__Source data__
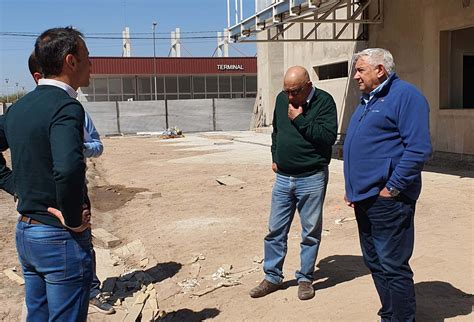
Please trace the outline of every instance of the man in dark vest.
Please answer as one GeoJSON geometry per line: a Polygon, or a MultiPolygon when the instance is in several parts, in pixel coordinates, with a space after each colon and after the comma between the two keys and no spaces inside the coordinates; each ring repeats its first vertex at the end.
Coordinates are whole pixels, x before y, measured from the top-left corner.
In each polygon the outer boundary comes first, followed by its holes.
{"type": "Polygon", "coordinates": [[[328,164],[336,140],[336,104],[312,86],[301,66],[288,69],[273,116],[272,192],[269,232],[265,237],[265,279],[250,291],[257,298],[278,290],[283,282],[287,237],[296,209],[301,219],[301,267],[296,272],[298,298],[314,297],[313,272],[322,232],[328,164]]]}
{"type": "Polygon", "coordinates": [[[35,55],[44,79],[9,108],[6,142],[0,142],[10,147],[19,199],[16,245],[27,320],[86,321],[91,236],[84,209],[84,109],[75,95],[89,84],[89,52],[82,34],[68,27],[42,33],[35,55]]]}

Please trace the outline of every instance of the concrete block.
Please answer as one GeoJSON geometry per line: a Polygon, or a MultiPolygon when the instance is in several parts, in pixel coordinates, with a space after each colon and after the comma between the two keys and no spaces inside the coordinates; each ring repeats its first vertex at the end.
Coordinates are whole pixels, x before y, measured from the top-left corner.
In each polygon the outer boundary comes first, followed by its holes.
{"type": "Polygon", "coordinates": [[[11,268],[7,268],[3,271],[3,274],[5,274],[9,279],[11,279],[12,281],[14,281],[15,283],[17,283],[18,285],[23,285],[25,284],[25,280],[17,275],[13,269],[11,268]]]}
{"type": "Polygon", "coordinates": [[[151,191],[143,191],[135,195],[135,198],[137,199],[147,199],[147,200],[160,198],[160,197],[161,197],[161,192],[151,192],[151,191]]]}
{"type": "Polygon", "coordinates": [[[120,245],[121,241],[103,228],[92,229],[94,243],[105,248],[113,248],[120,245]]]}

__Brief__
Could you return the whole listing exactly, images excluded?

__Task answer__
Please trace the outline of every instance of the man in dark vest.
Please answer as one GeoJSON geometry per line: a Polygon, or a MultiPolygon when the instance is in several parts, in pixel coordinates, with a space after each colon and after the comma between the two keys and no spaces inside the coordinates; each ring repeats its first vertex at the end.
Coordinates are whole pixels, x before y, measured from the top-left corner.
In each polygon the outer boundary comes first, followed by its holes.
{"type": "Polygon", "coordinates": [[[328,164],[336,140],[336,104],[312,86],[301,66],[288,69],[273,116],[272,192],[269,232],[265,237],[265,279],[250,291],[257,298],[278,290],[283,282],[287,237],[296,209],[301,219],[301,267],[296,272],[298,298],[314,297],[313,272],[322,232],[328,164]]]}
{"type": "Polygon", "coordinates": [[[35,55],[44,79],[9,108],[6,142],[0,142],[10,147],[19,199],[16,245],[27,320],[86,321],[91,236],[84,209],[84,109],[75,95],[89,84],[89,52],[82,34],[68,27],[42,33],[35,55]]]}

Please trace the outline of every instance of the concrete block.
Please answer as one GeoJSON geometry per line: a Polygon, or a MultiPolygon when the instance is in several parts, in pixel coordinates, with a space after each colon and after the comma between the two keys and no spaces inside the coordinates; each ring repeats its first vertex at the end.
Coordinates are whole pixels, x before y, measured from the top-left corner.
In each polygon the outer boundary comes first, followed by its holes.
{"type": "Polygon", "coordinates": [[[11,268],[7,268],[3,271],[3,274],[5,274],[9,279],[11,279],[12,281],[14,281],[15,283],[17,283],[18,285],[23,285],[25,284],[25,280],[17,275],[13,269],[11,268]]]}
{"type": "Polygon", "coordinates": [[[151,191],[143,191],[135,195],[135,198],[137,199],[147,199],[147,200],[160,198],[160,197],[161,197],[161,192],[151,192],[151,191]]]}
{"type": "Polygon", "coordinates": [[[120,245],[121,241],[103,228],[92,229],[94,243],[105,248],[113,248],[120,245]]]}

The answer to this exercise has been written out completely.